### DIRECTIONS FOR THIS TASK:
Start your answer with the line containing "of the golden" and end it with the last line of the records below, retyping every line between exactly and adding nothing.

*-*-*

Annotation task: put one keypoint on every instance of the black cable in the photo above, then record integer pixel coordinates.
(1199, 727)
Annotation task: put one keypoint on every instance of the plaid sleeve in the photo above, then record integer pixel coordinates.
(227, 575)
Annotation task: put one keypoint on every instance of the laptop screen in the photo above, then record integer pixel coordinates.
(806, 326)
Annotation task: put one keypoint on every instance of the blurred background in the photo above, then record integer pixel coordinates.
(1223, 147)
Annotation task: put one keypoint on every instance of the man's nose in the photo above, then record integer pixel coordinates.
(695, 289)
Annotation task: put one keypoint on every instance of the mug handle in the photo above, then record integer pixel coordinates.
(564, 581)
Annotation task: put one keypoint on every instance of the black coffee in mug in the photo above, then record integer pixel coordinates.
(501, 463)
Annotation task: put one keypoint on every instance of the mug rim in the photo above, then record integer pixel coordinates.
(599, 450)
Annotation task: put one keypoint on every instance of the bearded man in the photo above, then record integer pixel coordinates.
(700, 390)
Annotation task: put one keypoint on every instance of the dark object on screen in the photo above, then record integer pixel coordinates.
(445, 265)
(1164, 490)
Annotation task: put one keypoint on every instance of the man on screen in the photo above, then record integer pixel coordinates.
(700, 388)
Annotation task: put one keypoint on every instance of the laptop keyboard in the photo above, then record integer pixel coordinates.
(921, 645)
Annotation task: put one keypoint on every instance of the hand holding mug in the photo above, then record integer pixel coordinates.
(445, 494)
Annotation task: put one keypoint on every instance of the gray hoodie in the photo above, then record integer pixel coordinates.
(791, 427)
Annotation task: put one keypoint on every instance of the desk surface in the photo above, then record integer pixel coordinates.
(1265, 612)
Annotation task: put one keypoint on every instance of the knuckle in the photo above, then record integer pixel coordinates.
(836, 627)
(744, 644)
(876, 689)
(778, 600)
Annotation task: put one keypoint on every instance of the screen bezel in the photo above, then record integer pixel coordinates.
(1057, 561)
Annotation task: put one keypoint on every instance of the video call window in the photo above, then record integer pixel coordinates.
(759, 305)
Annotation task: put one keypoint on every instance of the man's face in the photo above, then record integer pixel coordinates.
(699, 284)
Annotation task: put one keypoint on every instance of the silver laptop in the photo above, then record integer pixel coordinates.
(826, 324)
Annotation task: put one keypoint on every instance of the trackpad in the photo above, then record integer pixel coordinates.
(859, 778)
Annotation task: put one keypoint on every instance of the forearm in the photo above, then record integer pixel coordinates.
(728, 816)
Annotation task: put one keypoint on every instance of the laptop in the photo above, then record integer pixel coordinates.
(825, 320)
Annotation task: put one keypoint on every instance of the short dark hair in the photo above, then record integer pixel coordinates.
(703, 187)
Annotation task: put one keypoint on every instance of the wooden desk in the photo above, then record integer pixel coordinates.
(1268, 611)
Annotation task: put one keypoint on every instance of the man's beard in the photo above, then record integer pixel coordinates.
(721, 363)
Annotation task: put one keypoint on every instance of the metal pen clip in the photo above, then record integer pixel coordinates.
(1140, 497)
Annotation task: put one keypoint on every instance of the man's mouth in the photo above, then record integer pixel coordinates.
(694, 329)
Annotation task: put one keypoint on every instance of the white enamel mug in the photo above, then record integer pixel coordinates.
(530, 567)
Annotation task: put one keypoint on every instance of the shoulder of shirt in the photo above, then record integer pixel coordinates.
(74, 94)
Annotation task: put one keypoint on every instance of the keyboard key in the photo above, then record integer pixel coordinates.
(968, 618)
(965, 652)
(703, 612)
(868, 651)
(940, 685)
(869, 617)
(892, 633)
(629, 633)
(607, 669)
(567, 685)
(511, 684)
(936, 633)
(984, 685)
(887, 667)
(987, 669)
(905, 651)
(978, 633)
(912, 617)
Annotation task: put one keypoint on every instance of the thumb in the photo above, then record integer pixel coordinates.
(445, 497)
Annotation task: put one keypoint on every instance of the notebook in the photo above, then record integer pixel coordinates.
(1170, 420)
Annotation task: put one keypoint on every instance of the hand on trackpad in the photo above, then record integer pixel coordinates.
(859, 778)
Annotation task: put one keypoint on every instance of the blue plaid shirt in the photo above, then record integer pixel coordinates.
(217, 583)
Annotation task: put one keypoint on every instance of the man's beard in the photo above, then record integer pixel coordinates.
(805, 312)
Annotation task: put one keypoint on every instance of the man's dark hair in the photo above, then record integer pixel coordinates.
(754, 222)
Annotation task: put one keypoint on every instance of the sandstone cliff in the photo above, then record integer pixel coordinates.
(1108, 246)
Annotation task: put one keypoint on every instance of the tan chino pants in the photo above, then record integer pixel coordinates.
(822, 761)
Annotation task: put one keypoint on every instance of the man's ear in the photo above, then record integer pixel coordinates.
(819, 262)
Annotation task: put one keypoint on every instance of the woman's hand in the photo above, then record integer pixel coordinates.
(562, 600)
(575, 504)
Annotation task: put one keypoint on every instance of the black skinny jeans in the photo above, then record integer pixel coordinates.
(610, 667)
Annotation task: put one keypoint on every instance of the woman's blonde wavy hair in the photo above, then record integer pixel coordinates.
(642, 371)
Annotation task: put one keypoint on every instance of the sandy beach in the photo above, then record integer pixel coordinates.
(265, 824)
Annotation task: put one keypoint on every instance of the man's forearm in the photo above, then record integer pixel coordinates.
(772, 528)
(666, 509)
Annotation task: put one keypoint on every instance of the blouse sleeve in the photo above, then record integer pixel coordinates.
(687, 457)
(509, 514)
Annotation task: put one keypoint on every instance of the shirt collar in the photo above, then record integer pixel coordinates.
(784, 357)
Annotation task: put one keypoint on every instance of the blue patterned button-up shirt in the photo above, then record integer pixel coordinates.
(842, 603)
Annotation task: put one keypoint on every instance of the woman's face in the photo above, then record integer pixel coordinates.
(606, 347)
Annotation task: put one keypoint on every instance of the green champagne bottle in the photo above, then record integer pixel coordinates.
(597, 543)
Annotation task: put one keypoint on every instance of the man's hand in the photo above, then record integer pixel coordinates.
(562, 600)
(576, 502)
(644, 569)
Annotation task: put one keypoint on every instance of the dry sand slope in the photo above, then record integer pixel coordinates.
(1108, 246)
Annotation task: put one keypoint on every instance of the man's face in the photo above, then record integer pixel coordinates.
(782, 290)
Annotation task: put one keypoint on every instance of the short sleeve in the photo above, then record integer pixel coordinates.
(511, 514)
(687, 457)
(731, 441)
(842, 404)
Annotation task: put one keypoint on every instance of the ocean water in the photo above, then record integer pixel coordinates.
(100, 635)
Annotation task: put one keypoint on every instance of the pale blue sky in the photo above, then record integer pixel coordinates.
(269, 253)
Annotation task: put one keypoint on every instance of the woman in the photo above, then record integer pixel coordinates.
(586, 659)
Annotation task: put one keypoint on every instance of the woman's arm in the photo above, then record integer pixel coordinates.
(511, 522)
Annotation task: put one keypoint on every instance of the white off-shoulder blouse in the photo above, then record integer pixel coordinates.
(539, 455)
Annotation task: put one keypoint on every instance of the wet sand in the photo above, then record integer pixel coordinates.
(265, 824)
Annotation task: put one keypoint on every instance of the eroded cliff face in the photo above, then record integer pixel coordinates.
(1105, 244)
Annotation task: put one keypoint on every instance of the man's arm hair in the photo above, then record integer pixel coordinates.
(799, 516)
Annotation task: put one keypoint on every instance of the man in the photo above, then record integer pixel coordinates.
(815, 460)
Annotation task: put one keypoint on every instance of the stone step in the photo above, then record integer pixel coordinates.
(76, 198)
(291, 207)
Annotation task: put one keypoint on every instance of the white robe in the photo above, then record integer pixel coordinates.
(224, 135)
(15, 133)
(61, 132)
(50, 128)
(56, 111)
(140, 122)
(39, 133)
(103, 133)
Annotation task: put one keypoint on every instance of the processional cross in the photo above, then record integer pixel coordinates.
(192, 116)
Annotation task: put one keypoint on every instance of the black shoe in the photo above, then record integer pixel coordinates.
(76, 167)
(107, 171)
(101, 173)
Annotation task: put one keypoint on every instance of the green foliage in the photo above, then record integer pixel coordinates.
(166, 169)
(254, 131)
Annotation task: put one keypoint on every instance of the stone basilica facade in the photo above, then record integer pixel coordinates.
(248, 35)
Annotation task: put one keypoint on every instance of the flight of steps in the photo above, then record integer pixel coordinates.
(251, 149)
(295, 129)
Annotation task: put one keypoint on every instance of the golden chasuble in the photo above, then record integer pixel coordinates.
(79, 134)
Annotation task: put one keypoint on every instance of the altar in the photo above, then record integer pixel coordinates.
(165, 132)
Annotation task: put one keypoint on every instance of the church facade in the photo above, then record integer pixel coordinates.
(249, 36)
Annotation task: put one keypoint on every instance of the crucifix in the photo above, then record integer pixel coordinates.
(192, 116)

*-*-*

### SOLUTION FOR THIS EXERCISE:
Annotation task: put one keypoint on every instance of the golden chasuble in the photo above, then record integer pixel coordinates.
(79, 134)
Annotation task: put one keypoint on every instance of the altar in the photo above, then record integer pixel coordinates.
(165, 132)
Annotation task: put one keypoint on every instance of the church facade in the photo above, then record integer pixel coordinates.
(249, 36)
Annotation task: put one keypoint on every instance of the crucifix in the photo above, then record integer pixel coordinates.
(192, 116)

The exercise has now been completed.